_Short exercise_: Copy out the material below line for line, exactly as it stands, and leave the pictures out.
--- Start of Data in this exercise ---
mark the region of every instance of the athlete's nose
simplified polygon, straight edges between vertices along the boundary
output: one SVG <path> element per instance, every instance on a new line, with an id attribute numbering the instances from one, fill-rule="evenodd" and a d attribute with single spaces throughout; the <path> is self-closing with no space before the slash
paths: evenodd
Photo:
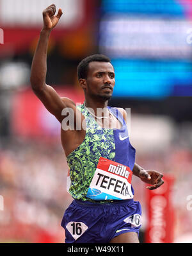
<path id="1" fill-rule="evenodd" d="M 106 75 L 104 76 L 104 84 L 111 85 L 111 80 L 108 75 Z"/>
--- End of Data in this exercise ---
_Response to this task_:
mark the region of every instance of the athlete's nose
simplified polygon, straight edges between vertices along the boundary
output: one SVG <path> element per instance, every instance on a new line, with an id attribute numbering the instances from one, fill-rule="evenodd" and a d attribute with single spaces throughout; the <path> is self-closing with no space before the slash
paths: evenodd
Photo:
<path id="1" fill-rule="evenodd" d="M 106 75 L 104 76 L 104 84 L 111 85 L 111 80 L 108 75 Z"/>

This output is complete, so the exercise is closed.